__Point localization data__
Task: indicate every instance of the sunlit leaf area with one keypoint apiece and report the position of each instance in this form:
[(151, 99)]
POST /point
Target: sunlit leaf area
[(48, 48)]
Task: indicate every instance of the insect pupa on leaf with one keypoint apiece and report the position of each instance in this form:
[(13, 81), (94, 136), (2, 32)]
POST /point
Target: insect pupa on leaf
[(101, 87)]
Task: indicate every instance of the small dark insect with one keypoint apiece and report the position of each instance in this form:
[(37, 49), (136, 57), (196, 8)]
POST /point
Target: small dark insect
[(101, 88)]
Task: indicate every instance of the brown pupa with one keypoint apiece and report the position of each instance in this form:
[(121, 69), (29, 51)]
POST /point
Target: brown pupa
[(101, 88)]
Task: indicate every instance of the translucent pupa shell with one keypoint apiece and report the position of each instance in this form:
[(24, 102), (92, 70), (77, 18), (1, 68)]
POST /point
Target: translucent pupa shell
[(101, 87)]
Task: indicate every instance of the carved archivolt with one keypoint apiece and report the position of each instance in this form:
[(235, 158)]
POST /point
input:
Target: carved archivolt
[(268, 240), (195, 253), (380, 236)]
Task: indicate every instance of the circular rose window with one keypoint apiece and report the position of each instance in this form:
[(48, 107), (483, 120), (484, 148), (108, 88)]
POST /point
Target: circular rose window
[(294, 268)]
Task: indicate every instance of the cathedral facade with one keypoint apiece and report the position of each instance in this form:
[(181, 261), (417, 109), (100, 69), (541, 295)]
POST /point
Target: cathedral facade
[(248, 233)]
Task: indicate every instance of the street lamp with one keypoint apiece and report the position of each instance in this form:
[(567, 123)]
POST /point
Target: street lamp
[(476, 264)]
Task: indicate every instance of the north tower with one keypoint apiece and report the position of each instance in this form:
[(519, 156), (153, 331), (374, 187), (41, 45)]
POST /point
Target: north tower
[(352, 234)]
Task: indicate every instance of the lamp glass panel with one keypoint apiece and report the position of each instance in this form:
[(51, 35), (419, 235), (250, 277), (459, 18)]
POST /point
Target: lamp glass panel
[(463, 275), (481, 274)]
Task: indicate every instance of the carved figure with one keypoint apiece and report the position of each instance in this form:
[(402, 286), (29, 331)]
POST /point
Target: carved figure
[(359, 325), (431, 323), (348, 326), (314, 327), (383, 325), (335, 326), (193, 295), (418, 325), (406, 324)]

__What to do__
Write down how many lines of the data above contain the word "Task", with nothing else.

__Written solution__
12